— begin The input —
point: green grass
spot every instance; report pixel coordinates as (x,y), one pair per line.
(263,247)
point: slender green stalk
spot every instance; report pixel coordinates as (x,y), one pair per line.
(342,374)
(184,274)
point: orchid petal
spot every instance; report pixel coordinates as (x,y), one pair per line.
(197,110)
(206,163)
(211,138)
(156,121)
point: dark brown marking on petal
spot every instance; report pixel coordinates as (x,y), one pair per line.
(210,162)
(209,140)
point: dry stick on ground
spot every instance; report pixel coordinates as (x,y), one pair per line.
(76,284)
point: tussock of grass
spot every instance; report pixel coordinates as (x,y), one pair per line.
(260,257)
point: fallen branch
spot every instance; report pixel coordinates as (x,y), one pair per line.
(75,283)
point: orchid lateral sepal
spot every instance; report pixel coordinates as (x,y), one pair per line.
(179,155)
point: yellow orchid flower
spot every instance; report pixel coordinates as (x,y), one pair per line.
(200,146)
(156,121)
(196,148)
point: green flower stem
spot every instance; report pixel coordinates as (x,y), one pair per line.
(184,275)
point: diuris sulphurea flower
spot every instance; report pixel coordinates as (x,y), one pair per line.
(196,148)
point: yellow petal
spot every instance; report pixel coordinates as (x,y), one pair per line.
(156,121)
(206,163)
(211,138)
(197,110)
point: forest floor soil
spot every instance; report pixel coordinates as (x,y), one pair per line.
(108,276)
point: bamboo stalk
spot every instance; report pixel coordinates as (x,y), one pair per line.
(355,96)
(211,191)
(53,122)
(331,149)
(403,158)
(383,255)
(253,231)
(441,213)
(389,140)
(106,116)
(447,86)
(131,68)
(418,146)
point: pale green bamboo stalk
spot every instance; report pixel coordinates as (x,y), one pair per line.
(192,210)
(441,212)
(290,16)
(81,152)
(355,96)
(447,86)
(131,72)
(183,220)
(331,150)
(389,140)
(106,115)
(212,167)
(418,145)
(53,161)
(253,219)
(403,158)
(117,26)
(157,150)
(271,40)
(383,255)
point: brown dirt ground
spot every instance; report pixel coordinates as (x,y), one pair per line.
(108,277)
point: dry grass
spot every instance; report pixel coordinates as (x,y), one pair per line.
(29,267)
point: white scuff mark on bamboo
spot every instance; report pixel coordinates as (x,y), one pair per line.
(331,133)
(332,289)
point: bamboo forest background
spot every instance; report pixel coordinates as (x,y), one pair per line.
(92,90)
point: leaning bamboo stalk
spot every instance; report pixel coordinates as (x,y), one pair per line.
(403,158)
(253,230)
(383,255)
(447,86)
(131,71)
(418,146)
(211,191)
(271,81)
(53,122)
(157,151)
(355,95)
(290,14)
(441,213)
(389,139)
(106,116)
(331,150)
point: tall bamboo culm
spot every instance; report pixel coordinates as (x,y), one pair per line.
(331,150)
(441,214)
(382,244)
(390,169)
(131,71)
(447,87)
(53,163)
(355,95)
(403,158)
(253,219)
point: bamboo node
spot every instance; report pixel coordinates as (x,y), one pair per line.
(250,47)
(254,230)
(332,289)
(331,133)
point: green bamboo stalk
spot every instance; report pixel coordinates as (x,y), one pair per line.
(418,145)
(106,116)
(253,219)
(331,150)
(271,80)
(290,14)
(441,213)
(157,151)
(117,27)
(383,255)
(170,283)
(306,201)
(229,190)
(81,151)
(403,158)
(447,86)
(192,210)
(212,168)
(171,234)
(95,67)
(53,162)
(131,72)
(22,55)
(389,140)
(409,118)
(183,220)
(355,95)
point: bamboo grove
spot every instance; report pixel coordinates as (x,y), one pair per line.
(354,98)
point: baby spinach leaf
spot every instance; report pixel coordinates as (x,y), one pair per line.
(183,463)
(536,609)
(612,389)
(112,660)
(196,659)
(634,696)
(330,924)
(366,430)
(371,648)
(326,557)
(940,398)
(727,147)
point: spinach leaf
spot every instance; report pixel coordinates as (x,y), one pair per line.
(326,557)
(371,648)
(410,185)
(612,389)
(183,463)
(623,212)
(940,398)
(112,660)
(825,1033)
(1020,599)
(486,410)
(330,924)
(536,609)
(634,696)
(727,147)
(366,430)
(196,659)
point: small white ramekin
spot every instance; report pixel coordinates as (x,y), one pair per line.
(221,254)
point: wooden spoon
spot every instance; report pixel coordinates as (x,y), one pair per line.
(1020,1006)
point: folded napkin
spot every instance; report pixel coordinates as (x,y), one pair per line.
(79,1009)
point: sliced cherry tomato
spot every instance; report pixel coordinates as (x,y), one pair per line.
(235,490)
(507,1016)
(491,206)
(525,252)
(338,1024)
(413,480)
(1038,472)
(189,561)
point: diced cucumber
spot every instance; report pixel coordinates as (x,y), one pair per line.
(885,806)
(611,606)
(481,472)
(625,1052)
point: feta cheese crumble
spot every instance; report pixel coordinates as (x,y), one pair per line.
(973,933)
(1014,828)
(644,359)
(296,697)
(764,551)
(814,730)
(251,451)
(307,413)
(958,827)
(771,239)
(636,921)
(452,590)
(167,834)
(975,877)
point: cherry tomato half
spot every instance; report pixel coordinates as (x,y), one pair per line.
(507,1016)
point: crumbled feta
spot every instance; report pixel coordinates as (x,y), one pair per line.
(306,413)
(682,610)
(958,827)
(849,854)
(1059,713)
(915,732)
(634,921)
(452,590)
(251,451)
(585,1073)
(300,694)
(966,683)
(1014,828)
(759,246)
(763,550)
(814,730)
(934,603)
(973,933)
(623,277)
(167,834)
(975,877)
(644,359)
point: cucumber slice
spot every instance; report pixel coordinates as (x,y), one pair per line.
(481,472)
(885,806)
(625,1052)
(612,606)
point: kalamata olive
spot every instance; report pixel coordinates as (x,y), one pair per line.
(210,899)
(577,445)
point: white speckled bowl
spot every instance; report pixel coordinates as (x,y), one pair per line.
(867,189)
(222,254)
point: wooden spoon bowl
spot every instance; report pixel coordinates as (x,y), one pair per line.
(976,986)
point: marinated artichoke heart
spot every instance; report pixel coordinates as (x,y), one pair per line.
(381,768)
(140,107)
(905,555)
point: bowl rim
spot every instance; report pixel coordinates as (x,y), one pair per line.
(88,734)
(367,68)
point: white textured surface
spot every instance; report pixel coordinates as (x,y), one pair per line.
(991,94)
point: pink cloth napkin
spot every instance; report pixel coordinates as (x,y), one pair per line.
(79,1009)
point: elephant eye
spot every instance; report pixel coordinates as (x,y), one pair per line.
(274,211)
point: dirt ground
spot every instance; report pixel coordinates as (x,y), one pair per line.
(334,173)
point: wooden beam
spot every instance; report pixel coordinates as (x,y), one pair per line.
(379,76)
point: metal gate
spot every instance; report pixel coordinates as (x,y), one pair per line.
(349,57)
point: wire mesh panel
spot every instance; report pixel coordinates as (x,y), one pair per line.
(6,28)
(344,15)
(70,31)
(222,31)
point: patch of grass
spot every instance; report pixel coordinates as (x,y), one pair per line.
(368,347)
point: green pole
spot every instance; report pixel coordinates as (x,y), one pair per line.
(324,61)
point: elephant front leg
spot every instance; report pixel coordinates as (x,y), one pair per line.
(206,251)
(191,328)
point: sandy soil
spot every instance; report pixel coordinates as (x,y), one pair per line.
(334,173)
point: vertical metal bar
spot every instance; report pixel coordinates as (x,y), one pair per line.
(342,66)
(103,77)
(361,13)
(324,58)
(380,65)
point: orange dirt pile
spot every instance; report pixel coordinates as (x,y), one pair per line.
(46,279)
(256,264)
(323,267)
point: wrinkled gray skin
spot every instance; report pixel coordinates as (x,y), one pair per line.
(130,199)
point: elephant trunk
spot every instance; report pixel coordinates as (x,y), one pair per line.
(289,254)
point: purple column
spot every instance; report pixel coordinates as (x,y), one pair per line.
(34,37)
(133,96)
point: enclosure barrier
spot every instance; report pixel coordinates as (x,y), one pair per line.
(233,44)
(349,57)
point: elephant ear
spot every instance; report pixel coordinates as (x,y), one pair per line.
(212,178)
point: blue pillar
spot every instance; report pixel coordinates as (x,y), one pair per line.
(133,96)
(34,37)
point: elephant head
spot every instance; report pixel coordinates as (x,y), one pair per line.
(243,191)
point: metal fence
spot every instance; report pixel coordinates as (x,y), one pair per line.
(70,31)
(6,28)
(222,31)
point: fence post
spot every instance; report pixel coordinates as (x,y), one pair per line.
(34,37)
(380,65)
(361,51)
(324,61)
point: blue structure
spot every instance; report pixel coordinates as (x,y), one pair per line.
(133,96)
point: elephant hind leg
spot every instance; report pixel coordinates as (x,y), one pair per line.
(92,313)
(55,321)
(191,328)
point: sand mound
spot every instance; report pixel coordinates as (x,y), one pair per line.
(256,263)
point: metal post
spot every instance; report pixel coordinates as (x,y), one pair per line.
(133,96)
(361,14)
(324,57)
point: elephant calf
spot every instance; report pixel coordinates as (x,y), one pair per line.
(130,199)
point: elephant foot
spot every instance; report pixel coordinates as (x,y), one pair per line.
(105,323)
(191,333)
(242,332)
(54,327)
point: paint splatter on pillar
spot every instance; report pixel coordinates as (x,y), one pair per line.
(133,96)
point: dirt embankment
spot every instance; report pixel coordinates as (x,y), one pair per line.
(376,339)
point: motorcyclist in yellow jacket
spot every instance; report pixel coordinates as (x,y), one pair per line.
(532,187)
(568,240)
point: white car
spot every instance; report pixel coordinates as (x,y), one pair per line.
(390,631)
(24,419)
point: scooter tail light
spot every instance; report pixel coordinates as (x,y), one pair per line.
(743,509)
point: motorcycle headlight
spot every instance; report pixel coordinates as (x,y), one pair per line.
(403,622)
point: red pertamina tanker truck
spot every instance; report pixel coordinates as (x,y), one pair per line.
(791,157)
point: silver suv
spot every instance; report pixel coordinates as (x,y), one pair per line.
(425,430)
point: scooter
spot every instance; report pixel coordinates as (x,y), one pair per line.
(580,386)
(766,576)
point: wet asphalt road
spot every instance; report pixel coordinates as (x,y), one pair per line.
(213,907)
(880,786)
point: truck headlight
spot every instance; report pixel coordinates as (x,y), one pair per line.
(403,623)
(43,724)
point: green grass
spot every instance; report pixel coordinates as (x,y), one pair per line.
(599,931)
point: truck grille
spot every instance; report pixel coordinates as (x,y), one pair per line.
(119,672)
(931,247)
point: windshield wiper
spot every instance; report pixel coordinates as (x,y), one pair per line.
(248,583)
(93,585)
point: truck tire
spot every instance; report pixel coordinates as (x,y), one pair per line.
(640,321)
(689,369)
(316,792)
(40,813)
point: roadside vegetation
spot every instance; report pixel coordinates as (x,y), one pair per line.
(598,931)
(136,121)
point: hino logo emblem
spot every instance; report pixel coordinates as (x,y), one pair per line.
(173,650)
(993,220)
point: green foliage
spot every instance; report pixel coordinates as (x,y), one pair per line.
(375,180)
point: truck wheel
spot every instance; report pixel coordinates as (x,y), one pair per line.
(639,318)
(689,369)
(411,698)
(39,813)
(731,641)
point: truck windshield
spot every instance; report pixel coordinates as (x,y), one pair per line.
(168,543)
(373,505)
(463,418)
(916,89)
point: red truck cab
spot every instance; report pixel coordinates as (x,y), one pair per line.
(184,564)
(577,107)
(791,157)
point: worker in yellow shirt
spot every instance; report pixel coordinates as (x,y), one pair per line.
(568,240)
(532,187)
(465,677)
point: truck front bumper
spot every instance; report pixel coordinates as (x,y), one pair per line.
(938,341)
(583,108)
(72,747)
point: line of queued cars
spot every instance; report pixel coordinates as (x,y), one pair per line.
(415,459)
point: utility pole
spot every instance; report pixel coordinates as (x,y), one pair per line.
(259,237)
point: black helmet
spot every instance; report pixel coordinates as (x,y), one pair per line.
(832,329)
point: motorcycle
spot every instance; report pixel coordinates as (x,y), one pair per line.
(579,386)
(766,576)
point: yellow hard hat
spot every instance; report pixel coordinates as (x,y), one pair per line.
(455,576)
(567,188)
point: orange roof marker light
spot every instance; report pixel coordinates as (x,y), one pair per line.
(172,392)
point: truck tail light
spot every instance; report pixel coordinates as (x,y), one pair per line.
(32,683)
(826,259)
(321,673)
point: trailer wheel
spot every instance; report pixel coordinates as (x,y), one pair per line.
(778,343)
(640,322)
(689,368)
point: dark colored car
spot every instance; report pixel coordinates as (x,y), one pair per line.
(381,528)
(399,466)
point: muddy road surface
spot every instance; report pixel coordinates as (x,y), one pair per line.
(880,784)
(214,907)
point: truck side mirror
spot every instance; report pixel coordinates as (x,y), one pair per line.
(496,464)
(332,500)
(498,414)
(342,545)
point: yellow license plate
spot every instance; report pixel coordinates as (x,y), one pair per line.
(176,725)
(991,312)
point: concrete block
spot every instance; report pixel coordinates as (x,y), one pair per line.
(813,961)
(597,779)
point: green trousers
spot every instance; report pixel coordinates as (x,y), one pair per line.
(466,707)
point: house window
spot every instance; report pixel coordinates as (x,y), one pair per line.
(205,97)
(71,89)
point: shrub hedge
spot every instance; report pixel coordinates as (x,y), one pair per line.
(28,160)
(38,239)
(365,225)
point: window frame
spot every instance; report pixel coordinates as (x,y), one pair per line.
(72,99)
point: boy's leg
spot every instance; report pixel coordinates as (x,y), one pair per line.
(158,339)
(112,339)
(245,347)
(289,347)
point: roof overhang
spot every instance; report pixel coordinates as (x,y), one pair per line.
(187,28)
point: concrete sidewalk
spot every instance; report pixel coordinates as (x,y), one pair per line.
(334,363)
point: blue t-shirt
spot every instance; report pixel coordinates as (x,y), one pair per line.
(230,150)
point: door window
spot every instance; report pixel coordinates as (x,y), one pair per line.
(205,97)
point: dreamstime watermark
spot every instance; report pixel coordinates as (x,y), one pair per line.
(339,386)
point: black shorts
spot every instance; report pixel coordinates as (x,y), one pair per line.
— end The input —
* [Exercise task]
Begin with the line containing "point: truck tail light" and repeat each line exactly until the records above end.

* [Solution for this exercise]
point: truck tail light
spot every instance; report pixel coordinates as (x,y), one pair per line.
(32,683)
(826,259)
(321,673)
point: trailer wheel
spot every instance; report pixel coordinates as (x,y), one pair per line.
(778,343)
(640,322)
(689,368)
point: dark colored car
spot every instance; report pixel coordinates as (x,y), one pair per line.
(381,528)
(399,466)
point: muddy road surface
spot every instance; report pixel coordinates as (x,y), one pair per line.
(880,784)
(214,907)
point: truck side mirror
spot every instance; report pixel coordinates as (x,y), one pair per line.
(496,464)
(332,500)
(498,414)
(342,545)
point: yellow license plate
spot every instance; report pixel coordinates as (x,y), one pair per line.
(176,725)
(991,312)
point: concrete block
spot every instance; report pixel coordinates as (x,y), one pair per line.
(813,961)
(597,779)
point: green trousers
spot every instance; report pixel coordinates as (x,y), one pair per line.
(466,707)
point: house window
spot every instance; report pixel coordinates as (x,y), one pair per line.
(205,97)
(71,89)
point: shrub hedge
spot every instance; report pixel coordinates as (x,y), one pair per line.
(28,160)
(38,239)
(365,225)
point: window frame
spot every instance; report pixel coordinates as (x,y), one pair per line.
(72,99)
point: boy's leg
spot every instance; report pixel coordinates as (x,y), one pair per line.
(158,339)
(112,339)
(245,347)
(289,347)
point: roof overhang
spot every instance; report pixel coordinates as (x,y), one pair per line.
(187,28)
point: concrete sidewalk
spot every instance; report pixel coordinates as (x,y), one pair per line.
(334,363)
point: blue t-shirt
spot every instance; report pixel coordinates as (x,y), one pair per line.
(230,150)
point: door window
spot every instance; report pixel coordinates as (x,y), one pair per line.
(205,97)
point: dreamstime watermark
spot every instance; report pixel coordinates as (x,y), one pair per line.
(339,386)
point: black shorts
spot every instance; report pixel coordinates as (x,y), one pair per line.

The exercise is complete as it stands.